Given request: Give the entries back exactly, dropping each image.
START
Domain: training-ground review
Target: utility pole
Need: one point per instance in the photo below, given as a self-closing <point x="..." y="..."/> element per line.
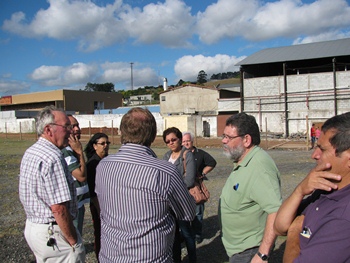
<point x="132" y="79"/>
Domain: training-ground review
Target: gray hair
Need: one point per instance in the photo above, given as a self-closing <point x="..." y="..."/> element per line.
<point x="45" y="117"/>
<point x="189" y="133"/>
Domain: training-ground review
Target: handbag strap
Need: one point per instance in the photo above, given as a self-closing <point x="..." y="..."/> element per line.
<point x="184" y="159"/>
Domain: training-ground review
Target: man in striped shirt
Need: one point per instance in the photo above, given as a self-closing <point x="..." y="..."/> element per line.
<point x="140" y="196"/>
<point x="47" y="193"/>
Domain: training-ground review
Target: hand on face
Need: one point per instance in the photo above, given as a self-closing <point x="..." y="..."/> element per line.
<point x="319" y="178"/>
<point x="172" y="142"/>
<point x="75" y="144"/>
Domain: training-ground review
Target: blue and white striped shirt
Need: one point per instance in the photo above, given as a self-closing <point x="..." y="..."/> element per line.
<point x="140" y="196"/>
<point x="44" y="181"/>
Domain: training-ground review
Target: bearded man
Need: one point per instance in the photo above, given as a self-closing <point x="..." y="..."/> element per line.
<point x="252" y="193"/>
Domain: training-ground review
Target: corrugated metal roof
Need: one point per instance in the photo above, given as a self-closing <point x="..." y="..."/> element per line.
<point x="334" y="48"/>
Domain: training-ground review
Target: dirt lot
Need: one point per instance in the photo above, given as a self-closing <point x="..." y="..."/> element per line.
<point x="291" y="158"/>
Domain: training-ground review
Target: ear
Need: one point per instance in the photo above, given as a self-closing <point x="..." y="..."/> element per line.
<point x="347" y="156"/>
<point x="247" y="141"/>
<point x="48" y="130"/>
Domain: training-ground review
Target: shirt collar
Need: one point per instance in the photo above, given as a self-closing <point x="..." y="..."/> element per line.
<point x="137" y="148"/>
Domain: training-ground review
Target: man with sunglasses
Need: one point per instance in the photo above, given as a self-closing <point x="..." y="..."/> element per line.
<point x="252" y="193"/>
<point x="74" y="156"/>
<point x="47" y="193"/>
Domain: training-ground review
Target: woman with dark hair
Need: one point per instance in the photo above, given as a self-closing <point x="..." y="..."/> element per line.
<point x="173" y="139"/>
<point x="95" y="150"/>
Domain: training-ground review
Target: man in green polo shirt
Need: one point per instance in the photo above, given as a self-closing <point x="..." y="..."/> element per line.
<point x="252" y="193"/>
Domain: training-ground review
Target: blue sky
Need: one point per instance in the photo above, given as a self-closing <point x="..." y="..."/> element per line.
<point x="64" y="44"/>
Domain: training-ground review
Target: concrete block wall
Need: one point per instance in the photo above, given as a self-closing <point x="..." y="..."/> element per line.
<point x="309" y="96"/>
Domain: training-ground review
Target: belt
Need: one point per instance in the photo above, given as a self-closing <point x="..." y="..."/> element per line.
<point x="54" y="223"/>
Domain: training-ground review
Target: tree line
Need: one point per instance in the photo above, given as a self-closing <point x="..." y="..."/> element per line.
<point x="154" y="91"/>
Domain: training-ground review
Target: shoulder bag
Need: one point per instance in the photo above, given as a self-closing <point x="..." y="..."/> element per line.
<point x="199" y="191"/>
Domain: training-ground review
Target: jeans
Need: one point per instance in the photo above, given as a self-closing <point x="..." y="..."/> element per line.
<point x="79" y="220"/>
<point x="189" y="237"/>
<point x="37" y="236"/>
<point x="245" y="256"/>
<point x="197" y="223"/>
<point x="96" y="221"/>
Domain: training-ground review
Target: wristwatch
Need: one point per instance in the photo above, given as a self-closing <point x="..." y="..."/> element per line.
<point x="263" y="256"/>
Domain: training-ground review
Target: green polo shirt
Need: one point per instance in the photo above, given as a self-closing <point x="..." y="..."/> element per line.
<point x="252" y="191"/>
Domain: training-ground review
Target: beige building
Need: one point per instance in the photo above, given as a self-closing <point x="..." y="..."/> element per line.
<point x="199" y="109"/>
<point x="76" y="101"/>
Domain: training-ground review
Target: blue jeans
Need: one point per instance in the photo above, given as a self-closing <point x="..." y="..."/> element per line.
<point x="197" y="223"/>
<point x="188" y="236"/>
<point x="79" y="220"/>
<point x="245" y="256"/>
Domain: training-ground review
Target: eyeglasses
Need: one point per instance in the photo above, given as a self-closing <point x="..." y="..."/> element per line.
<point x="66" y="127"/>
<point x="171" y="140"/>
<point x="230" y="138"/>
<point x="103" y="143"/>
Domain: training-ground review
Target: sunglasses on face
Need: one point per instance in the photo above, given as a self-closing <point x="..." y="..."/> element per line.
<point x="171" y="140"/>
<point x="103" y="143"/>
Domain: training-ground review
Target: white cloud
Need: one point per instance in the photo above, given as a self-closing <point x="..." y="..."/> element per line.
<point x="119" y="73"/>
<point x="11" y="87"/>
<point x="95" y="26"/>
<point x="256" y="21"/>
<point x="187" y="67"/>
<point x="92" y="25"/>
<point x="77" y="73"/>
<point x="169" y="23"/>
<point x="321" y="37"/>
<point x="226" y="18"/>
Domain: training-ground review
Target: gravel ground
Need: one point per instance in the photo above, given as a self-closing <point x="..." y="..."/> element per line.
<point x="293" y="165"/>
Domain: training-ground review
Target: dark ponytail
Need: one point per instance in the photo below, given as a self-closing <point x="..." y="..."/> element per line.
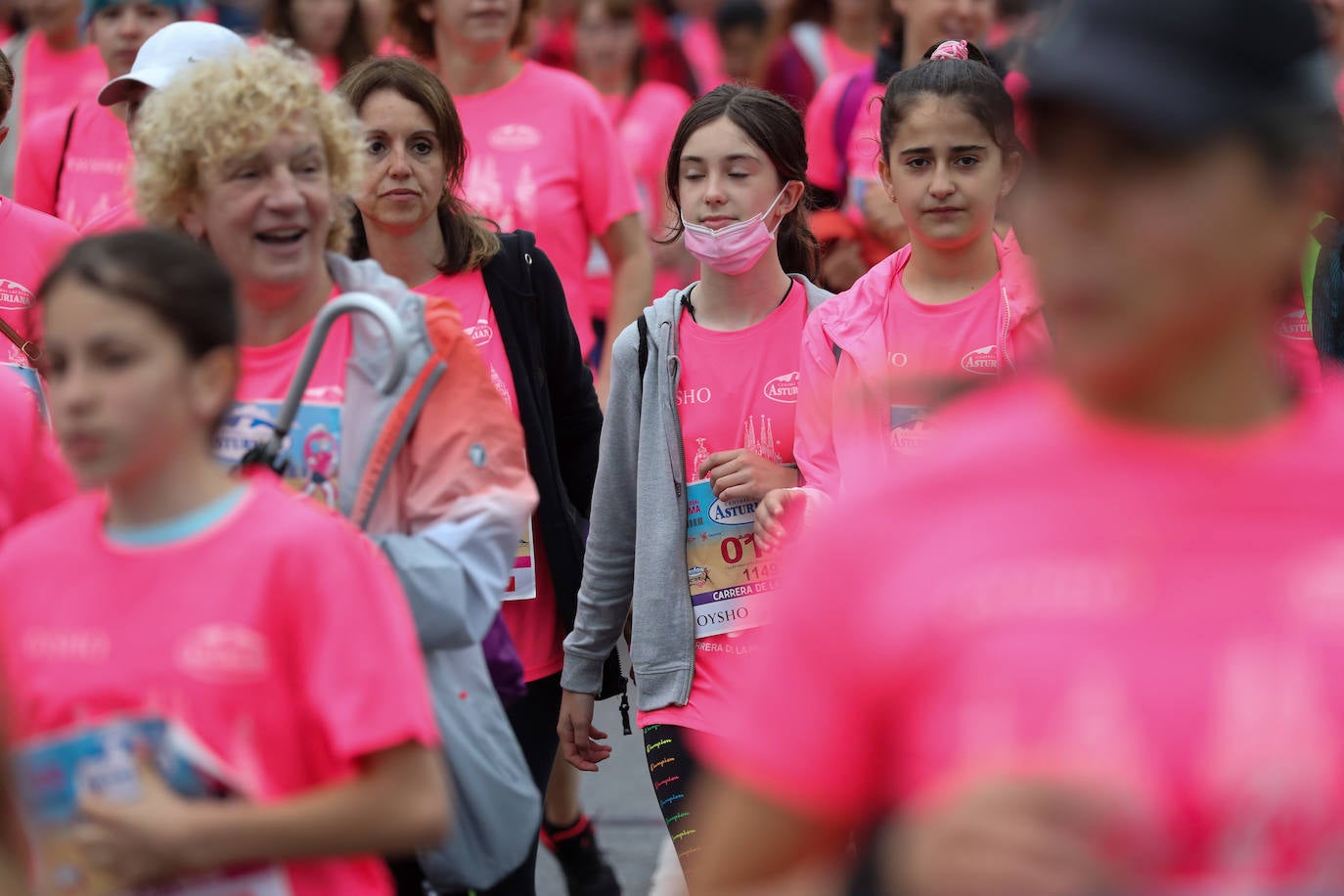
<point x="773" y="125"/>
END
Result below:
Domain: training-ground review
Target: utility pole
Need: one point per instance in the photo below, given as a self-closing <point x="..." y="..."/> element per line.
<point x="132" y="79"/>
Domain: training-ground review
Target: gray hair
Need: one point per instance in the photo above, given as a self-closing <point x="..." y="..."/> element per line.
<point x="45" y="117"/>
<point x="189" y="133"/>
Domain: training-ground review
Target: handbag strap
Need: one point per instance in the photo above, given as a self-closing <point x="..." y="..."/> element per line.
<point x="184" y="159"/>
Domain: training-ground review
Target: man in striped shirt
Need: one point per instance in the photo above, given as a self-closing <point x="..." y="..."/> element per line.
<point x="140" y="196"/>
<point x="47" y="193"/>
Domain: training-ground review
Target: hand on face
Need: one point per instance in the photo above, given as a self-closing <point x="..." y="..."/> element per line.
<point x="319" y="178"/>
<point x="172" y="142"/>
<point x="75" y="144"/>
Domain: training-ground review
Target: blue and white striped shirt
Need: one point per instance in the photo above, given as a self-closing <point x="..." y="..."/> element per line.
<point x="140" y="196"/>
<point x="44" y="181"/>
Domain: training-ground review
Target: bearded man
Need: one point per instance in the photo above, given as a self-closing <point x="..." y="..."/> element per line.
<point x="252" y="193"/>
Domain: training-ground review
Target: corrugated metal roof
Need: one point per instance in the photo above, given as a self-closing <point x="..." y="..."/> element per line.
<point x="334" y="48"/>
Domain: training-ground review
Target: dirt lot
Need: one point per instance in the photo above, given as a self-closing <point x="..." y="..."/> element per line.
<point x="291" y="158"/>
Domain: training-ground review
Target: ear
Need: one point per instance in the photo above, given as a self-closing <point x="..." y="..."/> element per line.
<point x="347" y="156"/>
<point x="247" y="141"/>
<point x="48" y="130"/>
Domain: training-ground review
Target: shirt collar
Need: one point per instance in the photo above, given as a self-closing <point x="..." y="..."/> element per line.
<point x="137" y="148"/>
Domain: training-ground review
Target: man with sunglasses
Need: one point per instance in the photo above, given as a self-closing <point x="..." y="..."/> element per line.
<point x="252" y="193"/>
<point x="74" y="156"/>
<point x="47" y="193"/>
Domain: training-ground review
Target: woman with dark hair
Need: one point per instance in the photo above, given as a self-closing <point x="..." y="..."/> element per line.
<point x="173" y="139"/>
<point x="95" y="150"/>
Domain: training-ground review
Target: man in green polo shirt
Need: one point per instance in the photo above, given as a self-closing <point x="..." y="..."/> element per line.
<point x="252" y="193"/>
Domain: training-ground review
Target: blue sky
Need: one point per instance in the photo above, given as a self-closing <point x="..." y="..."/> element per line.
<point x="64" y="44"/>
Domain: training-ground review
Target: concrete block wall
Need: one point per instance in the photo above, given as a self-closing <point x="..." y="..."/> element per line.
<point x="309" y="96"/>
Domain: training-ground review
Target: belt
Need: one point per instance in the photo above, given as a self-closing <point x="..." y="..."/> element per line.
<point x="54" y="223"/>
Domain: training-ground review
Target: tree line
Need: one point per instance in the photo above, given as a self-closing <point x="..." y="..."/> element per line.
<point x="154" y="91"/>
Domain: training-ground review
Target: shoulder bag
Need: one point per instance in the photo above, given as a self-closing <point x="..." y="..."/> element per line.
<point x="199" y="191"/>
Domain: training-ground review
Target: jeans
Need: one point per instance in the photo above, given as a self-closing <point x="..." y="..."/> element per line.
<point x="79" y="220"/>
<point x="189" y="237"/>
<point x="37" y="236"/>
<point x="245" y="256"/>
<point x="197" y="223"/>
<point x="96" y="221"/>
Domain: training-ground review
Target: wristwatch
Need: one point per instance in the photo above, given as a self-closing <point x="..." y="..."/> element per line.
<point x="263" y="256"/>
Domain: training-ground review
Target: green polo shirt
Need: one point per instance in the photo above, given as a self-closing <point x="..." y="..."/> element per line.
<point x="252" y="191"/>
Domain: training-ground review
Target: beige building
Need: one point per instance in the photo above, given as a self-closing <point x="..." y="..."/> element per line.
<point x="199" y="109"/>
<point x="76" y="101"/>
Domain: training-ground review
Target: blue jeans
Need: one point per instance in the photo above, given as a self-closing <point x="..." y="..."/> element per line.
<point x="197" y="223"/>
<point x="188" y="236"/>
<point x="79" y="220"/>
<point x="245" y="256"/>
Domain: training-ground review
Target: eyeglasses
Need: one point per instance in the photo above, given as a self-closing <point x="..." y="..."/> element per line.
<point x="66" y="127"/>
<point x="171" y="140"/>
<point x="230" y="138"/>
<point x="103" y="143"/>
Domain: training-ground review
Target: sunglasses on face
Need: one point per instance in the photo above, given as a self-closing <point x="..." y="..."/> element per line.
<point x="171" y="140"/>
<point x="103" y="143"/>
Domain: training-ground review
Target: white cloud
Need: one point per instance in the photo above, given as a self-closing <point x="..." y="..."/> element per line.
<point x="119" y="73"/>
<point x="11" y="87"/>
<point x="95" y="26"/>
<point x="256" y="21"/>
<point x="187" y="67"/>
<point x="92" y="25"/>
<point x="77" y="73"/>
<point x="169" y="23"/>
<point x="321" y="37"/>
<point x="226" y="18"/>
Domain: training-ground review
Target: gravel ground
Need: one point per instance in the photo above, given as a self-closing <point x="..." y="..."/> element per line.
<point x="293" y="165"/>
Domain: training-ground review
Target: dark ponytail
Need: one point per instance in the photo below, given as a self-closing <point x="..." y="..."/> element per line.
<point x="773" y="125"/>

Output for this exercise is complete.